§ **Written request**
Put each line of the data into a Markdown table with two columns, Row and Line, numbering the rows in order and leaving out any blank lines.

§ **Supplied records**
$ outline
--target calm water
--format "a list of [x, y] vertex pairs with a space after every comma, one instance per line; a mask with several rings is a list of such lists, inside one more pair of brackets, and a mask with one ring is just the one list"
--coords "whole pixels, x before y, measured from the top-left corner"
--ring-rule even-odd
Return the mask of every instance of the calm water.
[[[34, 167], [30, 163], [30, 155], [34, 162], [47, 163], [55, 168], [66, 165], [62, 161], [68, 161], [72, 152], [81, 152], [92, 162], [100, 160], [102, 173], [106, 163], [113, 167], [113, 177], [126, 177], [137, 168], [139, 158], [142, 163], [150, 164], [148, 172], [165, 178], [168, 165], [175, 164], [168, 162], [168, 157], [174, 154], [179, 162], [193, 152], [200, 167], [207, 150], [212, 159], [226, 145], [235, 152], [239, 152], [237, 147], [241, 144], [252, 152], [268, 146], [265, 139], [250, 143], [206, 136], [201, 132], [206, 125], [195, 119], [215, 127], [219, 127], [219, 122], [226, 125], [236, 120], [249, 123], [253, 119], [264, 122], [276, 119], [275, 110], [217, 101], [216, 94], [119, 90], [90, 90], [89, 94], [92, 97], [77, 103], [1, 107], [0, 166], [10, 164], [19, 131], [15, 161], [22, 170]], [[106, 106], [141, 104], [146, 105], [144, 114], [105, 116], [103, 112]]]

§ **Response to the task**
| Row | Line |
|---|---|
| 1 | $ outline |
| 2 | --target calm water |
| 3 | --format "a list of [x, y] vertex pairs with a space after every comma, one instance per line; a mask with several rings is a list of such lists, inside one more pair of brackets, and a mask with one ring is just the one list" |
| 4 | --coords "whole pixels, x before y, measured from the top-left corner" |
| 5 | --ring-rule even-odd |
| 6 | Return the mask of every instance of the calm water. |
| 7 | [[[34, 167], [30, 163], [30, 155], [34, 162], [47, 163], [55, 168], [66, 165], [62, 161], [68, 161], [72, 152], [81, 152], [92, 162], [100, 160], [102, 173], [106, 163], [113, 167], [113, 177], [126, 177], [137, 168], [139, 158], [142, 163], [150, 164], [148, 172], [165, 178], [168, 165], [175, 164], [168, 162], [168, 157], [174, 154], [179, 162], [193, 152], [200, 167], [207, 150], [212, 159], [226, 145], [235, 152], [239, 152], [237, 147], [241, 144], [252, 152], [268, 146], [265, 139], [250, 143], [206, 136], [201, 132], [206, 125], [195, 119], [215, 127], [219, 127], [219, 122], [226, 125], [236, 120], [249, 123], [253, 119], [264, 122], [276, 119], [275, 110], [217, 101], [216, 94], [119, 90], [90, 90], [89, 94], [92, 97], [77, 103], [1, 107], [0, 166], [10, 164], [19, 131], [15, 161], [22, 170]], [[106, 106], [141, 104], [146, 105], [144, 114], [105, 116], [103, 112]]] |